▶ [ABOUT THIS TASK]
Give back every record exactly as written.

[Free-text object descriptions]
══════

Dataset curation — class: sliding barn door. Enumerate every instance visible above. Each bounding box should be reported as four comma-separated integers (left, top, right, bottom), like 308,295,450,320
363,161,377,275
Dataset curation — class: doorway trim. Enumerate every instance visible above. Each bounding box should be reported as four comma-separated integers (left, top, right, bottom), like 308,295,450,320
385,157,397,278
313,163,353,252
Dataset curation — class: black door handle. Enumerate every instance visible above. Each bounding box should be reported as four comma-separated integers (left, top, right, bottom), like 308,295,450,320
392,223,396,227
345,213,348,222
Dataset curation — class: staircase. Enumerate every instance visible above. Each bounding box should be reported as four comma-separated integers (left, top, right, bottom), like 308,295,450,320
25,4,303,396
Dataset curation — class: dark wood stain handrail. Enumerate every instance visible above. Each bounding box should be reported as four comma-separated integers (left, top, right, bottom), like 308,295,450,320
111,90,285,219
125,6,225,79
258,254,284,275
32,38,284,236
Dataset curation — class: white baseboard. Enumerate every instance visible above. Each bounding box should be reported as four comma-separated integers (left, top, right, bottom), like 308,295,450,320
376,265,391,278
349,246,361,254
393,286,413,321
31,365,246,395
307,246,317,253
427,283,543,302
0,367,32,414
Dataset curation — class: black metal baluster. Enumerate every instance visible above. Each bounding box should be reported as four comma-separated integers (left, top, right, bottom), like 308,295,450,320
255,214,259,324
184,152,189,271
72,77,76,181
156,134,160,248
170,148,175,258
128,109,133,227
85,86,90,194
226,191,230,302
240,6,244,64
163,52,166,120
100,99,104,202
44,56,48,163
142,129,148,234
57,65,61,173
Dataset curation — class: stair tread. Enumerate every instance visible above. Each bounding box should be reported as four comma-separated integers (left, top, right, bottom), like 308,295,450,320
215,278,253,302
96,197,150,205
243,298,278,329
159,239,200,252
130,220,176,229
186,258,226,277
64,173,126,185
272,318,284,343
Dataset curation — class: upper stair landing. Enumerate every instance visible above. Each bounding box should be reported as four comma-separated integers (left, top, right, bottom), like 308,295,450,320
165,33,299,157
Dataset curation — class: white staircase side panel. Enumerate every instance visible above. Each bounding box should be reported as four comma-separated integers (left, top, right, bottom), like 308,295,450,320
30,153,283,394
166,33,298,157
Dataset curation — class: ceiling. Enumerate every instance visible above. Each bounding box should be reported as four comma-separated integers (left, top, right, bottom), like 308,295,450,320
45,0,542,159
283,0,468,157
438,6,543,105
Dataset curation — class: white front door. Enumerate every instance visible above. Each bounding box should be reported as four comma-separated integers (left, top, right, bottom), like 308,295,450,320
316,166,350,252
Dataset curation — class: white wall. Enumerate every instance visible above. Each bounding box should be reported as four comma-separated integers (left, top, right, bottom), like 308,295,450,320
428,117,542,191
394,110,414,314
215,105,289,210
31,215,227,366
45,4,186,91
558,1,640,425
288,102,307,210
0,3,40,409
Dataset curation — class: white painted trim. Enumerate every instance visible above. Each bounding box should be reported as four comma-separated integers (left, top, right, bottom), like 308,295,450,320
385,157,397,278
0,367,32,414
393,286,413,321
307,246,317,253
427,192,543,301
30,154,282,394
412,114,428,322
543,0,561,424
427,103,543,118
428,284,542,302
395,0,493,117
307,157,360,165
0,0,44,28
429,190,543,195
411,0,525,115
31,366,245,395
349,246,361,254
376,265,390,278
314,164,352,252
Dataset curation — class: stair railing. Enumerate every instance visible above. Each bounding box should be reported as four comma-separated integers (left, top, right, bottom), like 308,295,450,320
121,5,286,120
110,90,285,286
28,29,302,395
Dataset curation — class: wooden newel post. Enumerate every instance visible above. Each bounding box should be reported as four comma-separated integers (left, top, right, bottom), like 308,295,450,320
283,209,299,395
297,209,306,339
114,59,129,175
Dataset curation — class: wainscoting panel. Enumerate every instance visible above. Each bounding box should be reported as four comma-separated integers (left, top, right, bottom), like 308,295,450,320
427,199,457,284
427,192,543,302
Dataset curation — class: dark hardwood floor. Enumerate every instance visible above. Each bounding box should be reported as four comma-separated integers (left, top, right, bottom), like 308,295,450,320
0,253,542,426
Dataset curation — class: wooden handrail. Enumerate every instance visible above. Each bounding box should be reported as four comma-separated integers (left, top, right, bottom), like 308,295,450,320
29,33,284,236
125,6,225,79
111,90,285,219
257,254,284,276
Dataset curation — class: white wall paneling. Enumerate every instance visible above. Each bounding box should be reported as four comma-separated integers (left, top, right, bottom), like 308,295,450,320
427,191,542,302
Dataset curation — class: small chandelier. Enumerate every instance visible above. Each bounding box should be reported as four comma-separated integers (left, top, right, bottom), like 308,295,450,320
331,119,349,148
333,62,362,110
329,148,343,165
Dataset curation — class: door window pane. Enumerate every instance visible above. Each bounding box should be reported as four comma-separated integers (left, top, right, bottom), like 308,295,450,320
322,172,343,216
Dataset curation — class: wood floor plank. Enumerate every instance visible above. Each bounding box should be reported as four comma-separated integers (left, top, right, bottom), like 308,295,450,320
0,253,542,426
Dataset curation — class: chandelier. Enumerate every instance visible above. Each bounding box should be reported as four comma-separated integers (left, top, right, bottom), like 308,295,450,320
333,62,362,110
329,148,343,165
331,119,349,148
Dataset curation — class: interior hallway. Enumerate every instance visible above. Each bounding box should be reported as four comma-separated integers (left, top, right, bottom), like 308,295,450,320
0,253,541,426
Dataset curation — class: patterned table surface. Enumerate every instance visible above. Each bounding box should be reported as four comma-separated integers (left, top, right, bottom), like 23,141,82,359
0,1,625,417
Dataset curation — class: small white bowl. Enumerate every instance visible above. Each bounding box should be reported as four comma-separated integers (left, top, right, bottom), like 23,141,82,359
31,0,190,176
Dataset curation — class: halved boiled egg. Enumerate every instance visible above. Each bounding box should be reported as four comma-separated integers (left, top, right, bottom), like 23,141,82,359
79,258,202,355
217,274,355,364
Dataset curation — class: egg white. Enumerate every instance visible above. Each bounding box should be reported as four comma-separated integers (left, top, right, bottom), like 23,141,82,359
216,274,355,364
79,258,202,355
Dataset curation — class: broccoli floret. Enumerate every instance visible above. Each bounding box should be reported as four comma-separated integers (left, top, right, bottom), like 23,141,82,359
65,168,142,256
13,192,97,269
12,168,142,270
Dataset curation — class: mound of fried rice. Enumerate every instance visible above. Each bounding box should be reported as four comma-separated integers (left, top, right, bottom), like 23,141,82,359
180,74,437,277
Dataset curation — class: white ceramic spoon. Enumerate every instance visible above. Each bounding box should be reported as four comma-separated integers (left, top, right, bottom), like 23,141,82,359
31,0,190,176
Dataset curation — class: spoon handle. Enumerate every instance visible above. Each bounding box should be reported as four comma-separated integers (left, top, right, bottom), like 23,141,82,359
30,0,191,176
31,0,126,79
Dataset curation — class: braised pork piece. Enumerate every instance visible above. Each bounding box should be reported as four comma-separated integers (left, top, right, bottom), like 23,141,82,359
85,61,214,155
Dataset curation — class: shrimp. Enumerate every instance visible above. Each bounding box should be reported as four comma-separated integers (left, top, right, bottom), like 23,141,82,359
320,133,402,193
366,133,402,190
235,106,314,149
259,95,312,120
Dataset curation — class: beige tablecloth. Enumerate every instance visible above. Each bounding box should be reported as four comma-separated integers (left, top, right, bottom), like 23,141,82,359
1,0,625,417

══════

▶ [RESULT OF THE TASK]
Dataset curation — class: sliding barn door. Enumerate every instance visible above. Each bounding box should be reported as four comma-separated integers (left, top, right, bottom), like 308,295,450,320
363,161,377,275
Dataset curation — class: doorway trim. Enumerate every instance visible above. Each bounding box should be reported as four comma-separated integers (left, top, right, bottom), like 308,295,450,320
385,157,397,278
313,163,353,252
Dataset curation — class: black door handle. Enumerate every instance visible above. Each bounding box should be reported as four comma-separated integers (left, top, right, bottom), like 308,295,450,320
392,223,396,227
345,213,348,222
Dataset curation — class: staircase. Enumerate every instance visible above. Each bounding box should be reported as four comma-separated integers (left, top, right, bottom), like 308,295,450,320
25,4,303,396
Dataset curation — class: dark wood stain handrail. Enumerate every instance visible above. Each bounding box should be reported as four comma-separated integers (left, top, right, bottom), like 308,295,450,320
111,90,285,219
125,6,225,79
258,254,284,275
32,38,284,236
Dataset curation — class: white baseboard. Enumerate every instance visible above. Each bounding box should be reported as four comma-separated integers (left, top, right, bottom), like 308,295,450,320
376,265,391,278
349,246,361,254
393,286,413,321
31,365,246,395
307,246,317,253
427,283,543,302
0,367,32,414
Dataset curation — class: black metal baluster. Enumerate every instance visible above. Each bounding box should be reported as four comma-separated integers (left, top, right, bottom), like 308,295,450,320
255,214,259,324
184,152,189,271
72,77,76,181
156,134,160,248
170,148,175,258
128,109,133,227
85,86,90,194
226,191,230,302
240,6,244,64
163,52,166,120
100,99,104,202
44,56,48,163
142,129,148,234
57,65,61,173
Dataset curation — class: stair tread. Enumerate every instance visible above. Each bounding box should be reported as four comma-separated integers (left, top, right, bottom), like 308,295,450,320
215,278,253,302
96,197,150,205
243,298,278,329
159,239,200,252
130,220,176,229
186,258,226,277
64,173,126,185
272,318,284,343
Dataset curation — class: upper stair landing. Enumerate every instance visible above. Each bounding box should be reported as four comma-separated integers (left, top, right, bottom), like 308,295,450,320
165,33,299,157
Dataset curation — class: white staircase side panel. Enumerate every instance visible above. Each bounding box should be reported as four comma-separated integers (left, top, right, bottom), like 308,295,450,320
30,153,283,394
166,33,298,157
Dataset curation — class: ceiling. Enumerate every instance visible above. Each bounding box should be reported as four comma-separated integers (left, top, right, bottom), like 308,295,450,320
45,0,542,159
283,0,468,157
438,6,543,105
Dataset curation — class: white front door. Enumerate every instance visible above. Each bounding box should be reported as four comma-separated integers (left, top, right, bottom), like 308,295,450,320
316,166,350,252
Dataset curation — class: white wall. Enumerate every instance visible above. Each bounding box should be reported as four comma-separated integers (left, top, right, bottom), like 308,295,450,320
428,117,542,191
394,110,414,314
215,105,289,210
31,215,227,366
45,4,186,91
558,1,640,425
288,102,307,210
0,3,40,409
Dataset curation — class: white painted trim. Enumerate every instance visible above. Each bounding box should be reported as four comma-separated integers (left, top, right, bottom), like 308,295,450,320
385,157,397,278
0,367,32,414
393,286,413,321
307,246,317,253
427,192,543,301
30,154,282,394
412,114,428,322
543,0,561,424
427,103,543,118
428,284,542,302
395,0,493,117
307,157,360,165
0,0,44,28
429,190,543,195
411,0,525,115
31,366,245,395
349,246,361,254
376,265,390,278
314,164,352,252
Dataset curation — class: stair railing. Enumerate every instance visible above. Each bounding box should be reported as four comma-separated integers (left, top, right, bottom), like 308,295,450,320
121,5,286,120
110,90,285,286
28,29,302,395
Dataset curation — class: wooden newel post. Enumerate every instance visible above. Each bounding box should be reported as four comma-separated integers (left, top, right, bottom), like 308,295,450,320
283,209,299,395
297,209,306,339
114,59,129,175
Dataset curation — class: wainscoting panel. Enumerate every instance visible above. Each bounding box should be reported as four comma-separated integers (left, top, right, bottom), like 308,295,450,320
427,199,457,284
427,192,543,302
Dataset curation — class: dark hardwood floor. Enumerate every instance visible above. Each bounding box should be reported as four comma-separated integers (left, top, right, bottom), like 308,295,450,320
0,253,542,426
Dataset curation — class: wooden handrail. Enumerate every instance visible above. Each bounding box should be reported as four comma-separated integers (left, top, right, bottom), like 308,295,450,320
29,33,284,236
125,6,225,79
111,90,285,219
257,254,284,276
Dataset curation — class: white wall paneling. Enumerate every instance visible above. Each bounding box should be reported as four comma-separated integers (left, top, right, bottom), like 308,295,450,320
427,191,542,302
Dataset curation — class: small chandelier. Enumerate every instance visible above. Each bounding box should be reported as four comma-separated integers (left, top, right, bottom), like 308,295,450,320
331,119,349,148
333,62,362,110
329,148,343,165
Dataset curation — class: door window pane. Enumerate every instance visible above. Each bounding box should be reported as four comma-separated integers (left, top, right, bottom), like 308,295,450,320
322,172,343,216
Dataset curation — class: wood floor plank. Enumerate every instance visible above. Each bounding box should be reported as four comma-separated integers (left, top, right, bottom), like 308,295,450,320
0,253,542,426
Dataset curation — class: chandelier. Enumerate every instance visible above. Each bounding box should be reported as four comma-separated integers (left, top, right, bottom), like 308,295,450,320
333,62,362,110
329,148,343,165
331,119,349,148
Dataset curation — class: interior hallway. Enumerate every instance visible above. Each bounding box should be reported as four comma-separated integers (left, top, right, bottom), like 308,295,450,320
0,253,541,426
Dataset curation — class: patterned table surface. Enumerate every instance visible above. Each bounding box should be reported as four comma-separated integers (left, top, right, bottom), like 23,141,82,359
0,1,625,417
Dataset curation — class: small white bowl. Enumerate every instance visible above. Each bounding box should be reported as four comma-separated integers (left, top, right, bottom), like 23,141,82,359
31,0,190,176
Dataset curation — class: halved boiled egg. Enumerate every instance visible above. Each bounding box should be reported as four comma-separated integers (left, top, right, bottom), like 23,141,82,359
79,258,202,355
217,274,355,364
Dataset curation — class: egg white. Enumerate every instance visible above. Each bounding box should be reported as four comma-separated integers (left, top, right, bottom), like 23,141,82,359
216,274,355,364
79,258,202,355
Dataset curation — class: broccoli floret. Enumerate every instance visible above. Each bounding box should be reported as four comma-separated integers (left, top, right, bottom), like 23,141,82,359
65,168,142,256
13,192,97,269
12,168,142,270
Dataset curation — class: mound of fried rice. Enumerate every instance visible above. Each bounding box should be reported as four comma-separated integers (left, top, right, bottom), like 23,141,82,359
180,74,437,277
Dataset curation — class: white ceramic spoon. Enumerate every instance visible above. Each bounding box should be reported as four comma-separated integers (left, top, right, bottom), like 23,141,82,359
31,0,190,176
Dataset curation — class: spoon handle. Enumerate every instance visible above. Each bounding box should be reported as four comma-separated integers (left, top, right, bottom), like 23,141,82,359
30,0,191,176
31,0,126,79
Dataset curation — class: braised pork piece. Enumerate every instance visible above. Each bounding box should be reported as four comma-separated integers (left, top, right, bottom), like 23,141,82,359
85,61,214,155
Dataset curation — class: shrimp. Enumerate every instance visible above. Each bounding box should be reported as four comma-separated integers (left, top, right, bottom), like 23,141,82,359
320,133,402,193
366,133,402,190
235,106,314,149
259,95,312,120
Dataset curation — class: beige tablecloth. Enumerate every instance visible above. Each bounding box should be reported as four comma-separated integers (left, top, right, bottom), like 23,141,82,359
1,0,625,417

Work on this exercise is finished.